RECORDS SUPPLIED:
:::

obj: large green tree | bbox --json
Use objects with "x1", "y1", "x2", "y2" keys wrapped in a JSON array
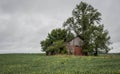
[
  {"x1": 63, "y1": 1, "x2": 111, "y2": 55},
  {"x1": 40, "y1": 28, "x2": 74, "y2": 55}
]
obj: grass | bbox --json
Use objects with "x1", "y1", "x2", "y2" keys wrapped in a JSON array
[{"x1": 0, "y1": 54, "x2": 120, "y2": 74}]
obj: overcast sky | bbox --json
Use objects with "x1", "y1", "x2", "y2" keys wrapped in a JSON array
[{"x1": 0, "y1": 0, "x2": 120, "y2": 53}]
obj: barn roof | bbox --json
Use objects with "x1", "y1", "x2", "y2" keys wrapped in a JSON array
[{"x1": 69, "y1": 37, "x2": 84, "y2": 47}]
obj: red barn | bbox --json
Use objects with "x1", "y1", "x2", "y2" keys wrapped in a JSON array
[{"x1": 66, "y1": 37, "x2": 84, "y2": 55}]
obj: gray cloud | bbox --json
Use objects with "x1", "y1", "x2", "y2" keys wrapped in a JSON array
[{"x1": 0, "y1": 0, "x2": 120, "y2": 53}]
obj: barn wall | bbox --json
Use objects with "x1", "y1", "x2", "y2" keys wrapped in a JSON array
[{"x1": 74, "y1": 46, "x2": 83, "y2": 55}]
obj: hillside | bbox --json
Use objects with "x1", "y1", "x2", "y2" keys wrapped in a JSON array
[{"x1": 0, "y1": 54, "x2": 120, "y2": 74}]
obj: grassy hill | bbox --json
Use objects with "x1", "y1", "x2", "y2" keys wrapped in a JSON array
[{"x1": 0, "y1": 54, "x2": 120, "y2": 74}]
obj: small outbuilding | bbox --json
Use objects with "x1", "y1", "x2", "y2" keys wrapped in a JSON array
[{"x1": 66, "y1": 37, "x2": 84, "y2": 55}]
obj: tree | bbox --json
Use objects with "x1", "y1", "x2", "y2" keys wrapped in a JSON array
[
  {"x1": 63, "y1": 1, "x2": 111, "y2": 55},
  {"x1": 40, "y1": 28, "x2": 74, "y2": 55},
  {"x1": 47, "y1": 40, "x2": 67, "y2": 55},
  {"x1": 91, "y1": 25, "x2": 111, "y2": 56}
]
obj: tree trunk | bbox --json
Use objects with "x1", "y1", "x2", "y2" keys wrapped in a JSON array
[{"x1": 94, "y1": 47, "x2": 98, "y2": 56}]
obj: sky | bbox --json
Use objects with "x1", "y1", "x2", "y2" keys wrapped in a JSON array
[{"x1": 0, "y1": 0, "x2": 120, "y2": 53}]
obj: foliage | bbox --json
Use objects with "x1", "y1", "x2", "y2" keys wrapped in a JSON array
[
  {"x1": 63, "y1": 1, "x2": 111, "y2": 55},
  {"x1": 91, "y1": 25, "x2": 111, "y2": 55},
  {"x1": 40, "y1": 28, "x2": 74, "y2": 55},
  {"x1": 47, "y1": 40, "x2": 67, "y2": 54},
  {"x1": 0, "y1": 54, "x2": 120, "y2": 74}
]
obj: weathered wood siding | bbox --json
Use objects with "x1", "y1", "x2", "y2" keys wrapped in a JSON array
[{"x1": 66, "y1": 37, "x2": 84, "y2": 55}]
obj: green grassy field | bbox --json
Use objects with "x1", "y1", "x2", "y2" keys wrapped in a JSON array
[{"x1": 0, "y1": 54, "x2": 120, "y2": 74}]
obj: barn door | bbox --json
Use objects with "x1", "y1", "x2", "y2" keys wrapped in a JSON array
[{"x1": 74, "y1": 46, "x2": 82, "y2": 55}]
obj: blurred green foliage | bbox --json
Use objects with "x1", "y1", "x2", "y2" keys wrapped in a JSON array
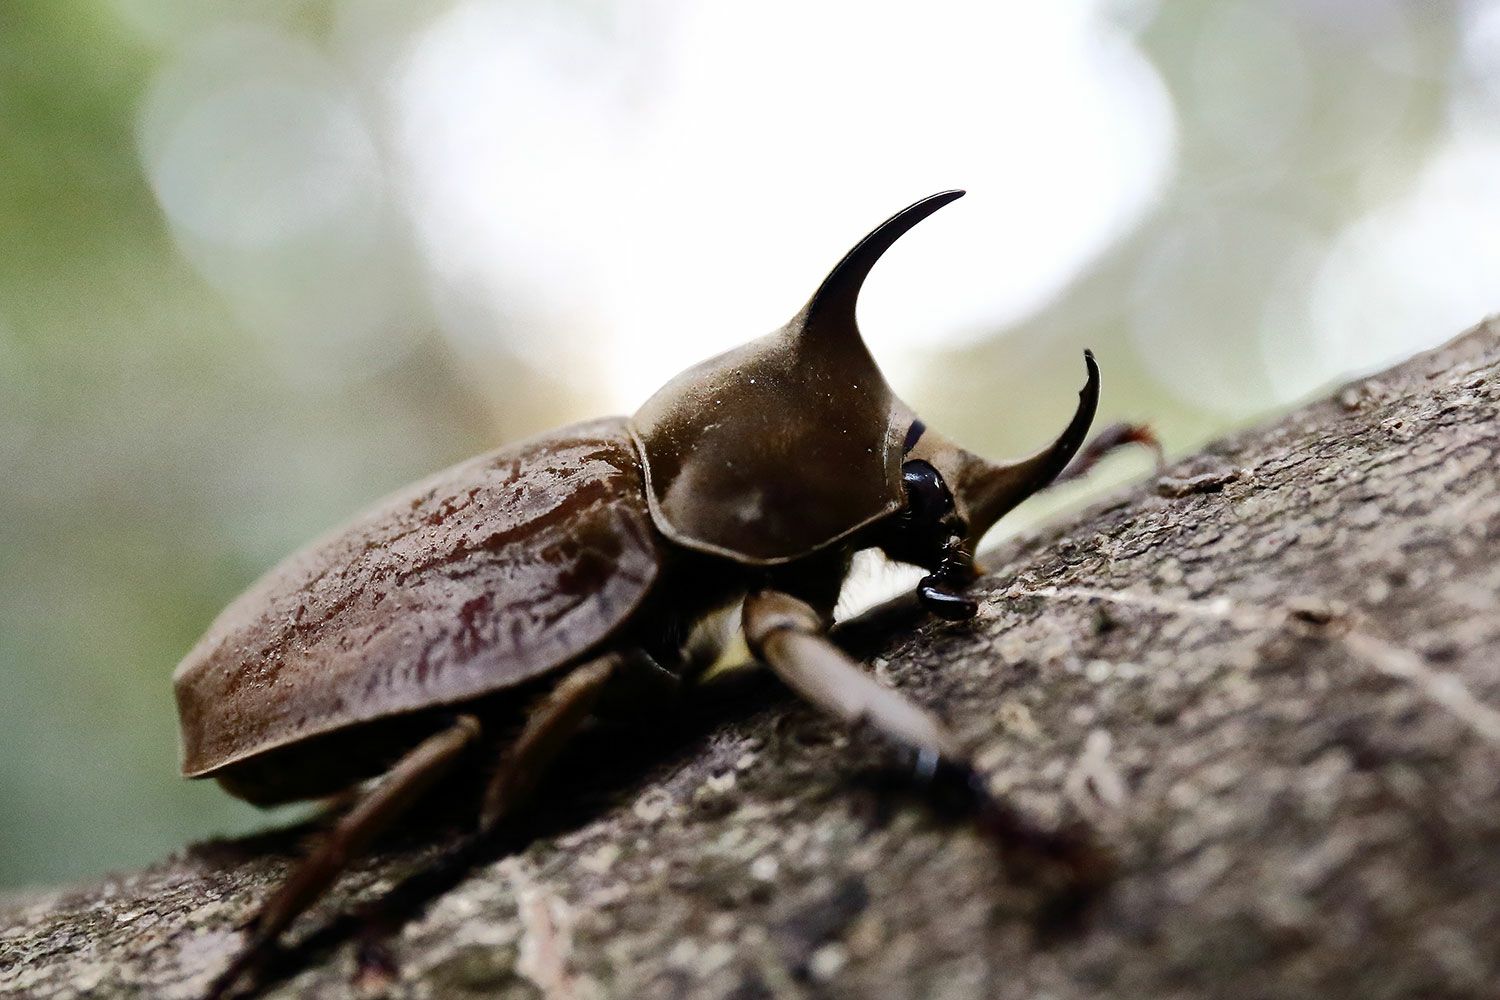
[{"x1": 0, "y1": 1, "x2": 504, "y2": 885}]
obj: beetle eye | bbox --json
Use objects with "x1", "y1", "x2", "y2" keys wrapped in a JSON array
[{"x1": 902, "y1": 419, "x2": 926, "y2": 454}]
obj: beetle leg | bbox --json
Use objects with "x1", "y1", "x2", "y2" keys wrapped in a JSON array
[
  {"x1": 742, "y1": 589, "x2": 1111, "y2": 884},
  {"x1": 594, "y1": 648, "x2": 682, "y2": 720},
  {"x1": 337, "y1": 656, "x2": 623, "y2": 986},
  {"x1": 206, "y1": 714, "x2": 482, "y2": 1000},
  {"x1": 479, "y1": 655, "x2": 617, "y2": 833},
  {"x1": 745, "y1": 590, "x2": 962, "y2": 758},
  {"x1": 1050, "y1": 421, "x2": 1165, "y2": 485}
]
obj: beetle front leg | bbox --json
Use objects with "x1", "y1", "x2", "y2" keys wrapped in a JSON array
[
  {"x1": 743, "y1": 590, "x2": 1111, "y2": 887},
  {"x1": 745, "y1": 590, "x2": 962, "y2": 759}
]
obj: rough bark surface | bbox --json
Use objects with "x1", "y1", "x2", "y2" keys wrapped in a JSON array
[{"x1": 5, "y1": 321, "x2": 1500, "y2": 1000}]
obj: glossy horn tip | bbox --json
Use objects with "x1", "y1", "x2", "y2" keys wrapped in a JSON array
[
  {"x1": 802, "y1": 190, "x2": 969, "y2": 329},
  {"x1": 1082, "y1": 349, "x2": 1099, "y2": 391},
  {"x1": 1068, "y1": 350, "x2": 1102, "y2": 454}
]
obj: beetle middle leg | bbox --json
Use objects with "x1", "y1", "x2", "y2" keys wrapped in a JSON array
[
  {"x1": 241, "y1": 655, "x2": 623, "y2": 996},
  {"x1": 742, "y1": 589, "x2": 1111, "y2": 887},
  {"x1": 207, "y1": 714, "x2": 483, "y2": 999},
  {"x1": 343, "y1": 655, "x2": 622, "y2": 988}
]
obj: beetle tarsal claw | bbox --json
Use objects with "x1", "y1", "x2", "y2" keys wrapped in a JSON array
[{"x1": 921, "y1": 755, "x2": 1116, "y2": 891}]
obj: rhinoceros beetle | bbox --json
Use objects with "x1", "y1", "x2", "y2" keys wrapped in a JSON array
[{"x1": 177, "y1": 190, "x2": 1147, "y2": 996}]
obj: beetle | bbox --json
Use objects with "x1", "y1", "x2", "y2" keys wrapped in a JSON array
[{"x1": 178, "y1": 190, "x2": 1143, "y2": 996}]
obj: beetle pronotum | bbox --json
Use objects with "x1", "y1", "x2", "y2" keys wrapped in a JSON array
[{"x1": 177, "y1": 190, "x2": 1148, "y2": 996}]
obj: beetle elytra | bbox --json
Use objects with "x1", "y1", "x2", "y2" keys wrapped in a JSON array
[{"x1": 179, "y1": 190, "x2": 1140, "y2": 996}]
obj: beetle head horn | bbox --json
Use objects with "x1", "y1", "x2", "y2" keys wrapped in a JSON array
[
  {"x1": 907, "y1": 351, "x2": 1100, "y2": 550},
  {"x1": 792, "y1": 189, "x2": 966, "y2": 359}
]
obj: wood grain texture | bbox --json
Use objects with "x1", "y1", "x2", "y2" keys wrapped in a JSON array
[{"x1": 6, "y1": 320, "x2": 1500, "y2": 1000}]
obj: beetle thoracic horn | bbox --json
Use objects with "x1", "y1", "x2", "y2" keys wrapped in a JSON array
[
  {"x1": 951, "y1": 350, "x2": 1100, "y2": 548},
  {"x1": 796, "y1": 189, "x2": 967, "y2": 352},
  {"x1": 631, "y1": 189, "x2": 970, "y2": 565}
]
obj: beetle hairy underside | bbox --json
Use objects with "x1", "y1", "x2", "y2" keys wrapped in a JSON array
[{"x1": 177, "y1": 190, "x2": 1137, "y2": 999}]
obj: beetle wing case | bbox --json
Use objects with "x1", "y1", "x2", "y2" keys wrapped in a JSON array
[
  {"x1": 631, "y1": 191, "x2": 965, "y2": 565},
  {"x1": 172, "y1": 418, "x2": 664, "y2": 780}
]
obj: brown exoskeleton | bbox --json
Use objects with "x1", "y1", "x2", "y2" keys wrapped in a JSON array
[{"x1": 175, "y1": 190, "x2": 1151, "y2": 997}]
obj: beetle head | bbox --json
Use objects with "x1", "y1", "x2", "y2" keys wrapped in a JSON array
[
  {"x1": 880, "y1": 356, "x2": 1097, "y2": 619},
  {"x1": 631, "y1": 190, "x2": 1097, "y2": 578}
]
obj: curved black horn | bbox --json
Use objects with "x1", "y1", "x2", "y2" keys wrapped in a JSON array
[
  {"x1": 958, "y1": 350, "x2": 1100, "y2": 544},
  {"x1": 801, "y1": 190, "x2": 966, "y2": 337}
]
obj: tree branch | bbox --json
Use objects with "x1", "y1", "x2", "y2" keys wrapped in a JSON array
[{"x1": 5, "y1": 320, "x2": 1500, "y2": 1000}]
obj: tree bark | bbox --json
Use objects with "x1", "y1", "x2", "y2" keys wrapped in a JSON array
[{"x1": 5, "y1": 321, "x2": 1500, "y2": 1000}]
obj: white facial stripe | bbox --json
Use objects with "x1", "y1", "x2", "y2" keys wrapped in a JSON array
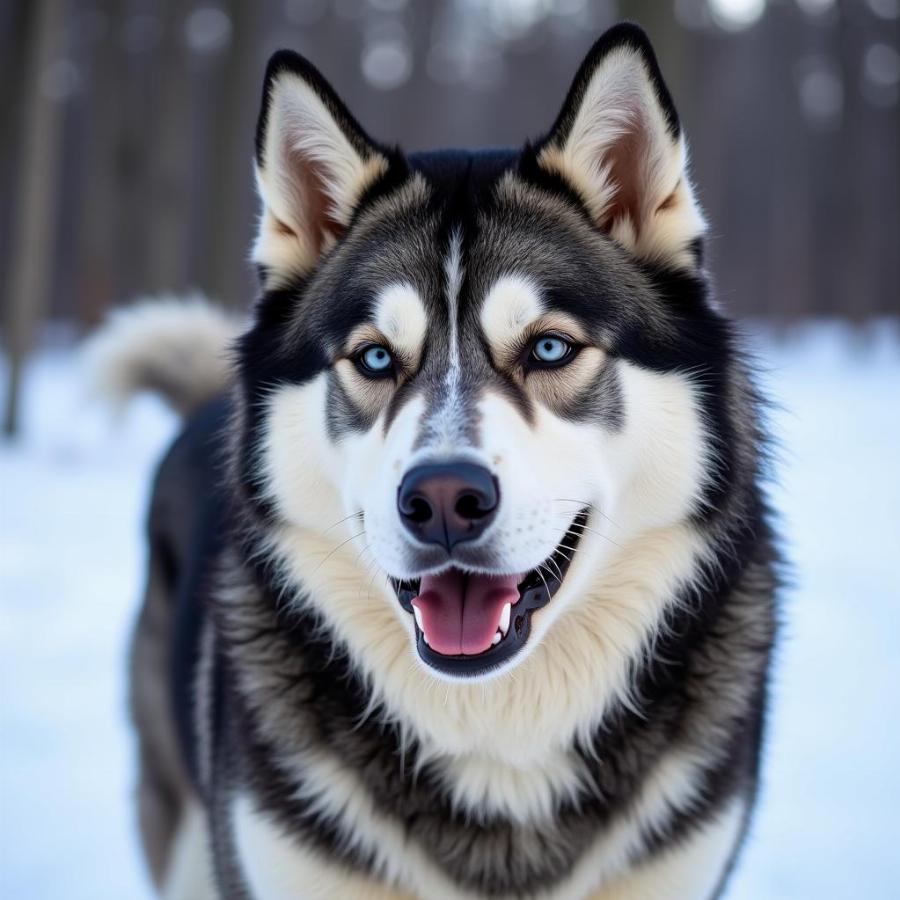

:::

THE PROBLEM: Please count the lines of the entries above that include "foliage" and give only the total.

RESPONSE AREA: 2